start
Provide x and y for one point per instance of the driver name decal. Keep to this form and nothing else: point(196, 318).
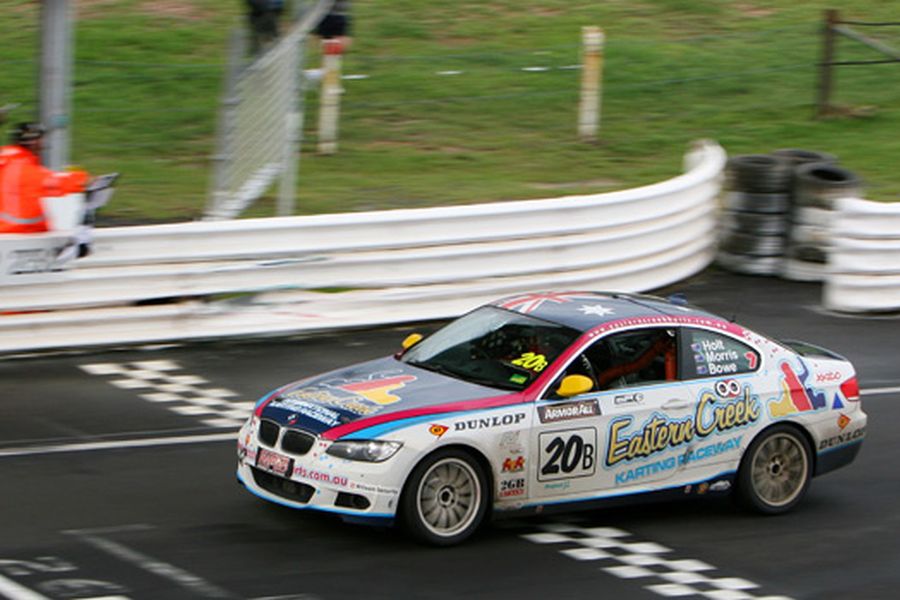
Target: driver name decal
point(659, 433)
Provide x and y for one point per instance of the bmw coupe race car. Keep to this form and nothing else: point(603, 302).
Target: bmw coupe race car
point(552, 401)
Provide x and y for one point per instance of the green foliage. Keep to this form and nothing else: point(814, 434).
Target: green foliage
point(743, 72)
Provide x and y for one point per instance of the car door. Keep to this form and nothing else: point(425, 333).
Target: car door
point(723, 373)
point(619, 435)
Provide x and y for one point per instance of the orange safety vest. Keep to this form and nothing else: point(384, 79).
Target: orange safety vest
point(23, 182)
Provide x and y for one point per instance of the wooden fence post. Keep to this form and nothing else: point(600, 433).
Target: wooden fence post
point(591, 83)
point(330, 96)
point(825, 67)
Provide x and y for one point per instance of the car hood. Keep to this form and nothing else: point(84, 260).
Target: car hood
point(378, 388)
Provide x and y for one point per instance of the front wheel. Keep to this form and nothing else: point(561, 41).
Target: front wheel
point(775, 471)
point(445, 498)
end
- REQUIRED WORK -
Copy the whole listing above line for line, without changing a word. Leave the picture out of your copy.

- SOLUTION FOR THIS EXERCISE -
Provide x and y for one point per instance of the driver name decal. Keep to this form and nothing else: point(196, 318).
Target: driver name decal
point(659, 433)
Provide x and y for one point per instance of the bmw coupe race car. Keep to this form and nothing else: point(603, 302).
Target: bmw coupe race car
point(552, 401)
Provide x and y for one point per instance of the green foliage. Keep to this form and nothing else: point(814, 434).
Target: green foliage
point(743, 72)
Provide x and y for one point per instance of the car door. Keep to this form and nothing else: point(425, 333).
Target: car door
point(723, 373)
point(619, 435)
Provide x and y for one point per instance of the orange safety vest. Keep to this form and nothing else: point(384, 79).
Target: orange safety vest
point(23, 182)
Provide x and y for one point per instance of the wooden fence post. Keep to this form and nothing else: point(600, 433).
Target: wooden fence post
point(591, 83)
point(330, 96)
point(825, 67)
Provide x and y for one point per instance of the car hood. Keep to this form and nothing else: point(84, 260).
Target: car hood
point(378, 388)
Provide x and y for one point per instance of the front wheel. Keep to this form and nothing else: point(561, 41).
Target: front wheel
point(775, 471)
point(445, 498)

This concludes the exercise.